**阅读文本**.
──────────────────────────────

1.创建prometheus主配置文件

configmap-main.yaml

apiVersion: v1
data:
  prometheus.yml: |-
    # my global config
    global:
      scrape_interval: 60s # Set the scrape interval to every 15 seconds. Default is every 1 minute.
      evaluation_interval: 30s # Evaluate rules every 15 seconds. The default is every 1 minute.
      # scrape_timeout is set to the global default (10s).

    # Alertmanager configuration
    alerting:
      alertmanagers:
        - static_configs:
            - targets:
               - svc-alertmanager.monitoring.svc:9093

    # Load rules once and periodically evaluate them according to the global 'evaluation_interval'.
    rule_files:
       - "/etc/prometheus/rules/mysql_rules.yml"
       - "/etc/prometheus/rules/general.yml"
       - "/etc/prometheus/rules/node.yml"
       - "/etc/prometheus/rules/kube-state-metrics.yml"
      # - "second_rules.yml"

    # A scrape configuration containing exactly one endpoint to scrape:
    # Here it's Prometheus itself.
    scrape_configs:
      # The job name is added as a label `job=<job_name>` to any timeseries scraped from this config.
      - job_name: "prometheus"

        # metrics_path defaults to '/metrics'
        # scheme defaults to 'http'.

        static_configs:
          - targets: ["localhost:9090"]

      - job_name: "kube-state-metrics"
        metrics_path: "/metrics"

        static_configs:
          - targets: [ "svc-kube-state-metrics.monitoring.svc:8080" ]

      - job_name: "shuan-services"
        metrics_path: "/actuator/prometheus"
        file_sd_configs:
          - files: ["/etc/prometheus/target/services.yml"]
            refresh_interval: 5s

      - job_name: "shuan-mysqld-services"
        metrics_path: "/metrics"
        file_sd_configs:
          - files: [ "/etc/prometheus/target/mysqld-services.yml" ]
            refresh_interval: 30s

      - job_name: "shuan-redis-services"
        metrics_path: "/metrics"
        file_sd_configs:
          - files: [ "/etc/prometheus/target/redis-services.yml" ]
            refresh_interval: 30s

      - job_name: "shuan-nodes"
        metrics_path: "/metrics"

──────────────────────────────

**数据摘录**.
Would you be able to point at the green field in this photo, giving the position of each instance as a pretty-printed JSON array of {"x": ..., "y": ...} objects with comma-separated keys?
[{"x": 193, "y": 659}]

──────────────────────────────

**任务说明**. 把上方 Prometheus 主配置文本中从“# scrape_timeout is”到“the global 'evaluation_interval'.”的这一段一字不改地输出。

**任务结果**.
# scrape_timeout is set to the global default (10s).

    # Alertmanager configuration
    alerting:
      alertmanagers:
        - static_configs:
            - targets:
               - svc-alertmanager.monitoring.svc:9093

    # Load rules once and periodically evaluate them according to the global 'evaluation_interval'.